Labeled shape records
····················

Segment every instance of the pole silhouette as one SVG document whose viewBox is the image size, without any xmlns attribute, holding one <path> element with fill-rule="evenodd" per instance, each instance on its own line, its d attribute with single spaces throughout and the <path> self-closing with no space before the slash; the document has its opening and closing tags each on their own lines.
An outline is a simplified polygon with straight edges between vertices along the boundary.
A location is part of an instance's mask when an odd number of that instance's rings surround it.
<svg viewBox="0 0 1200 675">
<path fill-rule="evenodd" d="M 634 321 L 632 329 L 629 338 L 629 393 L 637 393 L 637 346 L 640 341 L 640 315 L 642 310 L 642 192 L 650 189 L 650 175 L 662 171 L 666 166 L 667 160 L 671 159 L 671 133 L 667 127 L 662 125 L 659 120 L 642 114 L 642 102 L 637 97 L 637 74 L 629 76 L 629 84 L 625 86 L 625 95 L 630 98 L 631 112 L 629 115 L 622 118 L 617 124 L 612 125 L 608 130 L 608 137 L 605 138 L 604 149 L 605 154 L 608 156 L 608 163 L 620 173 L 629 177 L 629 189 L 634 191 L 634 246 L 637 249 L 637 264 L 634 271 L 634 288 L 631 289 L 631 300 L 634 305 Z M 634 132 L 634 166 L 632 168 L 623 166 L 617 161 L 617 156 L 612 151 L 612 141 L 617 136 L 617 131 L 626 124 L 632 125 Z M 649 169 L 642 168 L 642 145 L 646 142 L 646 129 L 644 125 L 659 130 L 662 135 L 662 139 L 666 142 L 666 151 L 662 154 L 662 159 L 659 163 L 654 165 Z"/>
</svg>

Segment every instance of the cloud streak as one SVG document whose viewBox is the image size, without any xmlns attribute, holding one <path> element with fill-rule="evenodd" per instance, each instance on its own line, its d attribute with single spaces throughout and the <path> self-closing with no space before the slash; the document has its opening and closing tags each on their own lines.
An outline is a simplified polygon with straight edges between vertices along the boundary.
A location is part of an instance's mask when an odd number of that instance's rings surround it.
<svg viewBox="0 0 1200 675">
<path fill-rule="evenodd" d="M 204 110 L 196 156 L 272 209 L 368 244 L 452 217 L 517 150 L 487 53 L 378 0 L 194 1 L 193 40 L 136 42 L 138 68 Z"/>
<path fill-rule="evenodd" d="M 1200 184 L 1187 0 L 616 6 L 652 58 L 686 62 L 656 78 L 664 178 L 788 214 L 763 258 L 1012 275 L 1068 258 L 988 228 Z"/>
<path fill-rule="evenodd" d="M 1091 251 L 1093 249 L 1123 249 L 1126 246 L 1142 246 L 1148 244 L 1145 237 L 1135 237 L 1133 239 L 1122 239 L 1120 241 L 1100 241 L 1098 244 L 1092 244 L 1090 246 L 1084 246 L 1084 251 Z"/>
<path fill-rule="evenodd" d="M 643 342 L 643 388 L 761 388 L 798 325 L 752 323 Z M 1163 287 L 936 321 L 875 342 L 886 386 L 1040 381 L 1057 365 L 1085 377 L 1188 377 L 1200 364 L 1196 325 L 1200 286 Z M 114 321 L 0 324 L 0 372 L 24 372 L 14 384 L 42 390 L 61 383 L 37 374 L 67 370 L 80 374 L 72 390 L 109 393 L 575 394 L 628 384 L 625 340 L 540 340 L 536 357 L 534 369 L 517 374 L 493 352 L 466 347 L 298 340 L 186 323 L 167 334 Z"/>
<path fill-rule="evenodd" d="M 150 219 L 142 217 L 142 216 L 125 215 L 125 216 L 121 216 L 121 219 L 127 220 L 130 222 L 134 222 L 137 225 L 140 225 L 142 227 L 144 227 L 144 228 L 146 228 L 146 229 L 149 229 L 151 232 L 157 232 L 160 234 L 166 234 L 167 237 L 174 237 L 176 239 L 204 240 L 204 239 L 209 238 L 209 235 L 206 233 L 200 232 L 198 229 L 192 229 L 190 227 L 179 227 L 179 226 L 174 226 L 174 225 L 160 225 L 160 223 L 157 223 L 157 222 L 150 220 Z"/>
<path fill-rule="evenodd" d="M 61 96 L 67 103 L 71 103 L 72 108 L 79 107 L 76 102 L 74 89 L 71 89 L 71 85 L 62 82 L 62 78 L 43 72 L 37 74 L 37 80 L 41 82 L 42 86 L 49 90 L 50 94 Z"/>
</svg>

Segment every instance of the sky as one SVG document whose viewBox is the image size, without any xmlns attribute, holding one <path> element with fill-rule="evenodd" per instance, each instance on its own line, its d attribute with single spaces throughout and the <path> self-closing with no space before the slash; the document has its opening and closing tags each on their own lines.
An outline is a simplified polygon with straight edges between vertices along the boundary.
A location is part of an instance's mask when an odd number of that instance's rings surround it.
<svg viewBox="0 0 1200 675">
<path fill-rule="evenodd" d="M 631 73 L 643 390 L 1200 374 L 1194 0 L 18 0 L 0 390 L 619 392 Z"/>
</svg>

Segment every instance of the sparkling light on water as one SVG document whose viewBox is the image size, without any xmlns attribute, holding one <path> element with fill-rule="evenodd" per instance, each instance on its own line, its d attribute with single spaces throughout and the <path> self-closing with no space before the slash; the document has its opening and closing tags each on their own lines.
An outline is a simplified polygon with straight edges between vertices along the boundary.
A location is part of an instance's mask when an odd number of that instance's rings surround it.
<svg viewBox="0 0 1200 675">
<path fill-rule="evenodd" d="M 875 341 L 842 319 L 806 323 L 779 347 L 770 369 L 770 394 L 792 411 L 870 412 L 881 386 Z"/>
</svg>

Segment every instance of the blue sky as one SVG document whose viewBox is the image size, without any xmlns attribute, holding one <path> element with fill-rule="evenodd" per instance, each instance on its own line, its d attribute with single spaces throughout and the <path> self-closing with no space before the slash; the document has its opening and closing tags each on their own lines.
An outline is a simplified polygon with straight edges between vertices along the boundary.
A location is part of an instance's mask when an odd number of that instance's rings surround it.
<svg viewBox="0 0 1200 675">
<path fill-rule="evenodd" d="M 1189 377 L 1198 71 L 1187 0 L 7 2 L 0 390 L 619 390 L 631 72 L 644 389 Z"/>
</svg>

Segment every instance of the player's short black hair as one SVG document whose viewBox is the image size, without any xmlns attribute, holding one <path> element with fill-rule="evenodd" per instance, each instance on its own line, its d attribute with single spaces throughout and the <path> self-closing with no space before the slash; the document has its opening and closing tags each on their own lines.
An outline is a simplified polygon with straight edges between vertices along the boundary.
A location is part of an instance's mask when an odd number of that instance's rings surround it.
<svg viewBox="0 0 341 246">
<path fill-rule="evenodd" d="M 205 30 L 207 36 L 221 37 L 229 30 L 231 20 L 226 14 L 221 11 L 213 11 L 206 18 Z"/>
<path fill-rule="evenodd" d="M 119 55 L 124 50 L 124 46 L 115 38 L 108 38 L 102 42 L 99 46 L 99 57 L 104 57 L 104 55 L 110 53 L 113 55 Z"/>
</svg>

····················

→ EXERCISE: Render the listing above as a JSON array of strings, one string per line and with blank lines omitted.

→ WRITTEN SOLUTION:
[
  "Segment every instance of the pole silhouette as one SVG document whose viewBox is the image size, without any xmlns attribute, holding one <path> element with fill-rule=\"evenodd\" per instance, each instance on its own line, its d attribute with single spaces throughout and the <path> self-closing with no space before the slash; the document has its opening and closing tags each on their own lines.",
  "An outline is a simplified polygon with straight edges between vertices along the boundary.",
  "A location is part of an instance's mask when an odd number of that instance's rings surround it.",
  "<svg viewBox=\"0 0 1200 675\">",
  "<path fill-rule=\"evenodd\" d=\"M 634 321 L 632 329 L 629 338 L 629 393 L 637 393 L 637 346 L 640 341 L 640 315 L 642 310 L 642 192 L 650 189 L 650 175 L 662 171 L 666 166 L 667 160 L 671 159 L 671 133 L 667 127 L 662 125 L 659 120 L 642 114 L 642 102 L 637 97 L 637 74 L 629 76 L 629 84 L 625 86 L 625 95 L 630 98 L 631 112 L 629 115 L 622 118 L 617 124 L 612 125 L 608 130 L 608 137 L 605 138 L 604 149 L 605 154 L 608 156 L 608 163 L 620 173 L 629 177 L 629 189 L 634 191 L 634 246 L 637 249 L 637 264 L 634 271 L 634 288 L 631 289 L 631 300 L 634 305 Z M 634 132 L 634 166 L 632 168 L 623 166 L 617 161 L 617 156 L 612 151 L 612 141 L 617 136 L 617 131 L 626 124 L 632 125 Z M 649 169 L 642 168 L 642 145 L 646 142 L 646 129 L 644 125 L 659 130 L 662 135 L 662 139 L 666 142 L 666 151 L 662 154 L 662 159 L 659 163 L 654 165 Z\"/>",
  "</svg>",
  "Segment every instance of the cloud streak as one SVG document whose viewBox is the image size, without any xmlns attribute, holding one <path> element with fill-rule=\"evenodd\" per instance, each instance on its own line, its d attribute with single spaces throughout and the <path> self-closing with no space before the slash; the document has its opening and closing tags each on their own lines.",
  "An outline is a simplified polygon with straight edges between vertices along the boundary.",
  "A location is part of an instance's mask when an odd number of that instance's rings surround it.",
  "<svg viewBox=\"0 0 1200 675\">",
  "<path fill-rule=\"evenodd\" d=\"M 204 110 L 196 156 L 272 209 L 368 244 L 452 217 L 517 150 L 487 53 L 378 0 L 194 1 L 193 40 L 136 42 L 138 68 Z\"/>",
  "<path fill-rule=\"evenodd\" d=\"M 1200 184 L 1187 0 L 616 6 L 652 58 L 686 62 L 656 78 L 664 178 L 788 214 L 763 258 L 1012 275 L 1068 258 L 988 228 Z\"/>",
  "<path fill-rule=\"evenodd\" d=\"M 1091 251 L 1093 249 L 1123 249 L 1126 246 L 1142 246 L 1148 244 L 1145 237 L 1135 237 L 1133 239 L 1122 239 L 1120 241 L 1100 241 L 1098 244 L 1092 244 L 1090 246 L 1084 246 L 1084 251 Z\"/>",
  "<path fill-rule=\"evenodd\" d=\"M 643 342 L 643 388 L 761 388 L 798 325 L 752 323 Z M 1163 287 L 936 321 L 875 342 L 886 386 L 1040 381 L 1057 365 L 1085 377 L 1188 377 L 1200 364 L 1196 325 L 1200 286 Z M 114 321 L 0 324 L 0 372 L 24 372 L 14 384 L 42 390 L 61 383 L 37 374 L 67 370 L 80 374 L 72 390 L 109 393 L 575 394 L 628 384 L 625 340 L 540 340 L 536 357 L 534 369 L 517 374 L 493 352 L 466 347 L 298 340 L 186 323 L 167 334 Z\"/>",
  "<path fill-rule=\"evenodd\" d=\"M 150 219 L 142 217 L 142 216 L 125 215 L 125 216 L 121 216 L 121 219 L 127 220 L 130 222 L 134 222 L 137 225 L 140 225 L 142 227 L 144 227 L 144 228 L 146 228 L 146 229 L 149 229 L 151 232 L 157 232 L 160 234 L 166 234 L 167 237 L 174 237 L 176 239 L 204 240 L 204 239 L 209 238 L 209 235 L 206 233 L 200 232 L 198 229 L 192 229 L 190 227 L 179 227 L 179 226 L 174 226 L 174 225 L 160 225 L 160 223 L 157 223 L 157 222 L 150 220 Z\"/>",
  "<path fill-rule=\"evenodd\" d=\"M 61 96 L 67 103 L 71 103 L 72 108 L 79 107 L 76 102 L 74 89 L 71 89 L 71 85 L 62 82 L 62 78 L 43 72 L 37 74 L 37 80 L 41 82 L 42 86 L 49 90 L 50 94 Z\"/>",
  "</svg>",
  "Segment every instance of the sky as one SVG document whose viewBox is the image size, without any xmlns attribute, holding one <path> element with fill-rule=\"evenodd\" per instance, each instance on its own line, its d attribute with single spaces throughout and the <path> self-closing with no space before the slash; the document has its opening and closing tags each on their own lines.",
  "An outline is a simplified polygon with straight edges between vertices along the boundary.",
  "A location is part of an instance's mask when an odd number of that instance's rings surround it.",
  "<svg viewBox=\"0 0 1200 675\">",
  "<path fill-rule=\"evenodd\" d=\"M 631 73 L 643 390 L 1200 374 L 1194 0 L 18 0 L 0 390 L 619 392 Z\"/>",
  "</svg>",
  "Segment every instance of the sparkling light on water as one SVG document whose viewBox is the image size, without any xmlns attribute, holding one <path> element with fill-rule=\"evenodd\" per instance, each instance on its own line, its d attribute with single spaces throughout and the <path> self-closing with no space before the slash; the document has its opening and closing tags each on their own lines.",
  "An outline is a simplified polygon with straight edges between vertices along the boundary.",
  "A location is part of an instance's mask when an odd number of that instance's rings surround it.",
  "<svg viewBox=\"0 0 1200 675\">",
  "<path fill-rule=\"evenodd\" d=\"M 875 341 L 842 319 L 806 323 L 779 347 L 770 369 L 770 394 L 792 411 L 870 412 L 881 386 Z\"/>",
  "</svg>",
  "Segment every instance of the blue sky as one SVG document whose viewBox is the image size, without any xmlns attribute, holding one <path> element with fill-rule=\"evenodd\" per instance, each instance on its own line, its d attribute with single spaces throughout and the <path> self-closing with no space before the slash; the document has its opening and closing tags each on their own lines.",
  "An outline is a simplified polygon with straight edges between vertices along the boundary.",
  "A location is part of an instance's mask when an odd number of that instance's rings surround it.",
  "<svg viewBox=\"0 0 1200 675\">",
  "<path fill-rule=\"evenodd\" d=\"M 1189 377 L 1198 71 L 1187 0 L 7 2 L 0 390 L 619 390 L 631 72 L 644 389 Z\"/>",
  "</svg>",
  "Segment every instance of the player's short black hair as one SVG document whose viewBox is the image size, without any xmlns attribute, holding one <path> element with fill-rule=\"evenodd\" per instance, each instance on its own line, its d attribute with single spaces throughout and the <path> self-closing with no space before the slash; the document has its opening and closing tags each on their own lines.",
  "An outline is a simplified polygon with straight edges between vertices along the boundary.",
  "A location is part of an instance's mask when an odd number of that instance's rings surround it.",
  "<svg viewBox=\"0 0 341 246\">",
  "<path fill-rule=\"evenodd\" d=\"M 205 30 L 207 36 L 221 37 L 229 30 L 231 20 L 226 14 L 221 11 L 213 11 L 206 18 Z\"/>",
  "<path fill-rule=\"evenodd\" d=\"M 119 55 L 124 50 L 124 46 L 115 38 L 108 38 L 102 42 L 99 46 L 99 57 L 104 57 L 104 55 L 110 53 L 113 55 Z\"/>",
  "</svg>"
]